# WHAT THE EXERCISE ASKS
Rewrite the data below as a JSON list of strings, with one string for each line and no blank lines.

---------- DATA FOR THE TASK ----------

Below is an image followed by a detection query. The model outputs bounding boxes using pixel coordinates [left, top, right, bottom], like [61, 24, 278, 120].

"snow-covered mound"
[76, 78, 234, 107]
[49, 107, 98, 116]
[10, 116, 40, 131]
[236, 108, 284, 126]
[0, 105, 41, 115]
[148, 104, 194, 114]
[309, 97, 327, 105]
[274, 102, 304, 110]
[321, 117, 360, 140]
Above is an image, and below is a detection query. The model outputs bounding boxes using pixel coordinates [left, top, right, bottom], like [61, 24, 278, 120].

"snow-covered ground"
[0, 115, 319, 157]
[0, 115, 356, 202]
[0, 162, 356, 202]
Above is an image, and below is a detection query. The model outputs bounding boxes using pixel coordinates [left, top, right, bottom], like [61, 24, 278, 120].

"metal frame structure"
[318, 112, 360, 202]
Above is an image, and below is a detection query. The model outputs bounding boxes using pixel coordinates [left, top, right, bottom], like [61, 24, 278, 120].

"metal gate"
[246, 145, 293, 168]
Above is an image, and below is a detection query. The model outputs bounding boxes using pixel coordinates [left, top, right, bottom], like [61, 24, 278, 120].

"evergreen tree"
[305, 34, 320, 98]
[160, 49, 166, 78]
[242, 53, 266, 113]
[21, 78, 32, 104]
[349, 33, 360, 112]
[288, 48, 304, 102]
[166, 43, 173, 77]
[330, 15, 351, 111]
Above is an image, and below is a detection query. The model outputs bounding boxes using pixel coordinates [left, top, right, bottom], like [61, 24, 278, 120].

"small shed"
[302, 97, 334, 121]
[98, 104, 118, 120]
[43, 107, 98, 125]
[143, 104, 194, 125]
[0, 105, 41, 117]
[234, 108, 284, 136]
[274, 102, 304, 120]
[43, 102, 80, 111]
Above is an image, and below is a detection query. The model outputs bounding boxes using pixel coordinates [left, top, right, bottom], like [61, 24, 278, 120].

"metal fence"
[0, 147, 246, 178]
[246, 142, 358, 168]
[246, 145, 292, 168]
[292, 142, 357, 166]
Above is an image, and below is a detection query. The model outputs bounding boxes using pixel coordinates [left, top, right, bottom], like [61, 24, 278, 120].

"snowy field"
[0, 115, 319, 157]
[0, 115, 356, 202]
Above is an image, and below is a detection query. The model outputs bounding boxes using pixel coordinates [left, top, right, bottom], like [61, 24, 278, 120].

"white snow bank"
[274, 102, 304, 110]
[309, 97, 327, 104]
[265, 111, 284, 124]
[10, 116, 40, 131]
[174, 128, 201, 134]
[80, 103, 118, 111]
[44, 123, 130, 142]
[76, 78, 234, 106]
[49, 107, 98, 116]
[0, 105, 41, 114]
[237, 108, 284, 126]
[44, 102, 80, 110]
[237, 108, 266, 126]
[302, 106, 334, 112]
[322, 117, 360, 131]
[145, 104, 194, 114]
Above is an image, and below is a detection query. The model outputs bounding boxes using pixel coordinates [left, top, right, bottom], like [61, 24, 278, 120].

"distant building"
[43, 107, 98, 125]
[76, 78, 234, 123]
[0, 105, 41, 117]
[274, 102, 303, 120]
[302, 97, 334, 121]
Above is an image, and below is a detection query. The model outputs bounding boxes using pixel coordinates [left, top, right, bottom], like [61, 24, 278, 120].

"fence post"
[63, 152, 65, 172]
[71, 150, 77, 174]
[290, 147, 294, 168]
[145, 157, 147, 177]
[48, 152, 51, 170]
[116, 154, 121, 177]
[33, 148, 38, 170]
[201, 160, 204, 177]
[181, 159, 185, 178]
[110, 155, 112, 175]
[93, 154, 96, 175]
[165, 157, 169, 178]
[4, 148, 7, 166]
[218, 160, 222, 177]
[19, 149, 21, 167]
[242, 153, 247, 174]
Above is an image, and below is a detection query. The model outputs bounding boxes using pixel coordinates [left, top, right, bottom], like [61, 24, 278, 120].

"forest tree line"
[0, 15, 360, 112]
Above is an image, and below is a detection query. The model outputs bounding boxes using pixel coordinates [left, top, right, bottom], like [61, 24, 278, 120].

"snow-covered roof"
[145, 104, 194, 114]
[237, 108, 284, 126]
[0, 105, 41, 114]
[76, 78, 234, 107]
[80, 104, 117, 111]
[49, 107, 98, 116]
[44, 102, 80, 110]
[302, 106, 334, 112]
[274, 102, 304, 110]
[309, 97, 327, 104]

----------

# WORKED ANSWER
[
  "Below is an image followed by a detection query. The model outputs bounding boxes using pixel coordinates [left, top, right, bottom], like [61, 24, 278, 120].",
  "\"snow-covered mound\"",
  "[76, 78, 234, 107]",
  "[49, 107, 98, 116]",
  "[10, 116, 40, 131]",
  "[236, 108, 284, 126]",
  "[0, 105, 41, 115]",
  "[148, 104, 194, 114]",
  "[309, 97, 327, 105]",
  "[274, 102, 304, 110]",
  "[321, 117, 360, 140]",
  "Above is an image, and below is a detection query. The model outputs bounding boxes using pixel coordinates [left, top, right, bottom], like [61, 24, 278, 120].",
  "\"snow-covered ground\"",
  "[0, 115, 319, 157]",
  "[0, 115, 356, 202]",
  "[0, 162, 356, 202]",
  "Above is an image, and below is a detection query. The model outputs bounding boxes using pixel coordinates [left, top, right, bottom], like [61, 24, 278, 120].",
  "\"metal frame structure\"",
  "[318, 112, 360, 202]",
  "Above is an image, and below is a detection query. The model outputs bounding boxes using pixel coordinates [left, top, right, bottom], like [61, 24, 278, 120].",
  "\"metal gate\"",
  "[246, 145, 293, 168]",
  "Above is an image, and below is a detection query. The model outputs bounding boxes using pixel coordinates [left, top, right, bottom], like [61, 24, 278, 120].",
  "\"evergreen tree\"",
  "[305, 34, 320, 98]",
  "[160, 49, 166, 78]",
  "[242, 53, 266, 113]",
  "[21, 78, 32, 104]",
  "[349, 33, 360, 112]",
  "[288, 48, 304, 102]",
  "[166, 43, 173, 77]",
  "[330, 15, 351, 111]",
  "Above is an image, and below is a detection query. The model outputs bounding boxes using pixel coordinates [left, top, right, bottom], like [61, 24, 278, 120].",
  "\"small shed\"",
  "[302, 97, 334, 121]",
  "[98, 104, 118, 120]",
  "[43, 107, 98, 125]",
  "[143, 104, 194, 125]",
  "[0, 105, 41, 117]",
  "[234, 108, 284, 136]",
  "[274, 102, 304, 120]",
  "[43, 102, 80, 111]",
  "Above is an image, and below is a detection query. The model outputs bounding boxes using pixel coordinates [left, top, right, bottom], like [61, 24, 278, 120].",
  "\"metal fence\"",
  "[0, 147, 246, 178]",
  "[246, 142, 358, 168]",
  "[246, 145, 292, 168]",
  "[292, 142, 357, 166]",
  "Above is an image, and below is a detection query. The model outputs bounding boxes using pixel coordinates [left, top, right, bottom], like [61, 24, 278, 120].",
  "\"snowy field\"",
  "[0, 115, 319, 157]",
  "[0, 115, 356, 202]",
  "Above is an image, and below is a detection query. The model outputs bounding boxes using pixel coordinates [left, top, right, bottom], like [61, 24, 278, 120].",
  "\"white snow bank\"",
  "[274, 102, 304, 110]",
  "[309, 97, 327, 104]",
  "[265, 111, 284, 124]",
  "[10, 116, 40, 131]",
  "[174, 128, 201, 134]",
  "[80, 103, 118, 111]",
  "[44, 123, 130, 142]",
  "[76, 78, 234, 106]",
  "[49, 107, 98, 116]",
  "[0, 105, 41, 114]",
  "[237, 108, 284, 126]",
  "[44, 102, 80, 110]",
  "[237, 108, 266, 126]",
  "[302, 106, 334, 112]",
  "[322, 117, 360, 131]",
  "[145, 104, 194, 114]",
  "Above is an image, and below is a detection query. The model outputs bounding boxes using pixel coordinates [left, top, right, bottom], like [61, 24, 278, 120].",
  "\"distant building\"",
  "[43, 107, 98, 125]",
  "[76, 78, 234, 123]",
  "[0, 105, 41, 117]",
  "[274, 102, 303, 120]",
  "[302, 97, 334, 121]",
  "Above is an image, and below is a detection query. The model outputs bounding boxes using pixel coordinates [left, top, right, bottom], like [61, 24, 278, 120].",
  "\"fence post\"",
  "[63, 152, 65, 172]",
  "[71, 150, 77, 174]",
  "[290, 147, 294, 168]",
  "[145, 157, 147, 177]",
  "[48, 152, 51, 170]",
  "[116, 154, 121, 177]",
  "[33, 148, 38, 170]",
  "[201, 160, 204, 177]",
  "[181, 159, 185, 178]",
  "[110, 155, 112, 175]",
  "[93, 154, 96, 175]",
  "[165, 157, 169, 178]",
  "[4, 148, 7, 166]",
  "[218, 160, 222, 177]",
  "[19, 149, 21, 167]",
  "[242, 153, 247, 174]",
  "Above is an image, and below is a detection query. The model outputs bounding boxes using pixel coordinates [left, top, right, bottom], like [61, 24, 278, 120].",
  "\"forest tree line\"",
  "[0, 15, 360, 112]",
  "Above is an image, and below is a detection query. The model outputs bounding boxes using pixel coordinates [left, top, right, bottom], like [61, 24, 278, 120].",
  "\"snow-covered roof\"",
  "[145, 104, 194, 114]",
  "[237, 108, 284, 126]",
  "[0, 105, 41, 114]",
  "[76, 78, 234, 107]",
  "[80, 104, 117, 111]",
  "[49, 107, 98, 116]",
  "[44, 102, 80, 110]",
  "[302, 106, 334, 112]",
  "[274, 102, 304, 110]",
  "[309, 97, 327, 104]"
]